• _Record extracts_
::::::::

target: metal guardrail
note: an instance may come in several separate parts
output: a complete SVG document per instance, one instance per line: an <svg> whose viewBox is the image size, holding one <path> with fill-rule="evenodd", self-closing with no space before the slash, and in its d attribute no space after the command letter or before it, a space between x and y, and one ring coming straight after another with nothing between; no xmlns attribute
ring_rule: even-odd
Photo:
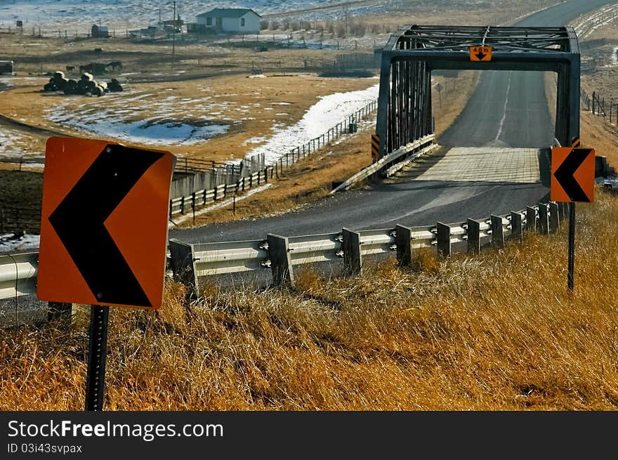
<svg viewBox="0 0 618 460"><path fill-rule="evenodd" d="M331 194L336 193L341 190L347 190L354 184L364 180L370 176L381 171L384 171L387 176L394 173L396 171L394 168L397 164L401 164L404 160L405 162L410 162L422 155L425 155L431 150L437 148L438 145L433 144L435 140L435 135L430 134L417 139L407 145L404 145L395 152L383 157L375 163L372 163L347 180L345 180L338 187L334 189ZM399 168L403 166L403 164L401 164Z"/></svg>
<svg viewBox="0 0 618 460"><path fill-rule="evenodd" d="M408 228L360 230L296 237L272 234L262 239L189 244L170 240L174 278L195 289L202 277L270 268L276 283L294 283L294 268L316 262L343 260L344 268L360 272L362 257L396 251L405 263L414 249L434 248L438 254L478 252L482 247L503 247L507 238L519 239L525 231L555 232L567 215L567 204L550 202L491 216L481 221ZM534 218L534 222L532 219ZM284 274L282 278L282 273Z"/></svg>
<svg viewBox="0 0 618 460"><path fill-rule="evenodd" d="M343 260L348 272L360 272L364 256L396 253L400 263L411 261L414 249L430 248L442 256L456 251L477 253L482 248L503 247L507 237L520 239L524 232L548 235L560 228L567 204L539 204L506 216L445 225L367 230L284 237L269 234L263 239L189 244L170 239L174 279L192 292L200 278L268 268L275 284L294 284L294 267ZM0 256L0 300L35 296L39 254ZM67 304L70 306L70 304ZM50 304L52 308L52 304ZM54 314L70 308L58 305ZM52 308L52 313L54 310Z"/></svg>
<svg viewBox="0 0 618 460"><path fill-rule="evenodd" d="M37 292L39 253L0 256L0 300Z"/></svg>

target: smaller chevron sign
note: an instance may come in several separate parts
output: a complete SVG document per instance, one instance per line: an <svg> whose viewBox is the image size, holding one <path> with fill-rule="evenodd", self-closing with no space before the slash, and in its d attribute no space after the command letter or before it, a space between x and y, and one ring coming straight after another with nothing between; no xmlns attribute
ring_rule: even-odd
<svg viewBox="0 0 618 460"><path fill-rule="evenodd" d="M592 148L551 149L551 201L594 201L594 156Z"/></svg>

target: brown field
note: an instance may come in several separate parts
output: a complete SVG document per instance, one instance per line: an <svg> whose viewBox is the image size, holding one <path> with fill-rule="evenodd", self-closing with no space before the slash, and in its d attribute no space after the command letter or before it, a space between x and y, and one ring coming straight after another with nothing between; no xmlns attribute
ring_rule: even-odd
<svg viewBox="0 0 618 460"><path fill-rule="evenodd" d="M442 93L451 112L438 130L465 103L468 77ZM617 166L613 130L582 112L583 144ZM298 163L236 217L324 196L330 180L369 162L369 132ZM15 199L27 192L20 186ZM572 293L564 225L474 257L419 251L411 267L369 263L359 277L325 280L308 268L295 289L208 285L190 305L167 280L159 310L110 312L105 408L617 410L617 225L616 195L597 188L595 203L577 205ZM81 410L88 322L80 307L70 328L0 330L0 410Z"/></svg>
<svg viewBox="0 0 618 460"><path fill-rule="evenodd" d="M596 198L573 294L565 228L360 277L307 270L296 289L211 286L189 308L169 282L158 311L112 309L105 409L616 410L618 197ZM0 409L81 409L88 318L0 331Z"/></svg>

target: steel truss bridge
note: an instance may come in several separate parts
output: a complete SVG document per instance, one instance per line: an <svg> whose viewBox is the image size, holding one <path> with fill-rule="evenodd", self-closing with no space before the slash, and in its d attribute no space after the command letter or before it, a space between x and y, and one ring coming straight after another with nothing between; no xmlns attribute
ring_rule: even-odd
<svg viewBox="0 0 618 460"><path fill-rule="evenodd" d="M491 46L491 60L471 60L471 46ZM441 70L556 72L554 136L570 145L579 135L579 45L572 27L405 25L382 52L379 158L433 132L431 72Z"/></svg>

::::::::

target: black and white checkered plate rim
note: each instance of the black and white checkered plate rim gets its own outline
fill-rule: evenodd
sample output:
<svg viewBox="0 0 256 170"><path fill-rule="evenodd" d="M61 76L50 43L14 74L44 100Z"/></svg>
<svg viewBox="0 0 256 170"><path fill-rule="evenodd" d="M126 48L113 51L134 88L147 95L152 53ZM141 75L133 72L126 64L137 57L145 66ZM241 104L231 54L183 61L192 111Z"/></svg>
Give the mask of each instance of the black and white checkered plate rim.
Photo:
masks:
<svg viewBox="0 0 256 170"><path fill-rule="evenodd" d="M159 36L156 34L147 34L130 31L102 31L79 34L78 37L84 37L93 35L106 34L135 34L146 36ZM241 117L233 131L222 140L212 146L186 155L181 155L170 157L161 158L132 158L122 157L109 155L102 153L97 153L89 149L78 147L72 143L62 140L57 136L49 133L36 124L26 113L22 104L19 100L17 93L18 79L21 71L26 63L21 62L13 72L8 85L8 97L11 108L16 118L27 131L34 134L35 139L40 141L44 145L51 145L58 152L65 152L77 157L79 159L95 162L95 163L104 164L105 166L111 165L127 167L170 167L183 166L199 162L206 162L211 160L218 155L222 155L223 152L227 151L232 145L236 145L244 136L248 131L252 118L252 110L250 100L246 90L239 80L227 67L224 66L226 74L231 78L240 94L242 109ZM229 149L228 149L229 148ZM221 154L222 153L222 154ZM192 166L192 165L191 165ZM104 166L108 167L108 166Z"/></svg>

::::::::

• _Objective_
From the data, copy out the lines from the one containing "target: brown field" up to and including the one containing "93L451 112L438 130L465", unchanged.

• _Answer_
target: brown field
note: an instance may come in several separate parts
output: a complete SVG document per instance, one instance per line: an <svg> whose viewBox is the image size, holding one <path> with fill-rule="evenodd", self-closing with no space before the slash, and in its d attribute no space after the command letter or before it, a space between x and y, and one ring coming straight after another with nothing between; no xmlns attribute
ring_rule: even-odd
<svg viewBox="0 0 618 460"><path fill-rule="evenodd" d="M442 93L451 112L438 130L465 103L468 77ZM617 166L613 130L582 112L583 144ZM298 163L236 217L324 196L330 180L369 162L369 132ZM15 199L27 192L20 186ZM572 293L564 225L474 257L419 251L411 267L369 263L359 277L325 280L308 268L295 289L208 285L190 305L167 280L159 310L110 312L105 408L617 410L617 225L616 195L597 188L595 203L577 205ZM81 410L88 322L80 307L70 328L0 330L0 410Z"/></svg>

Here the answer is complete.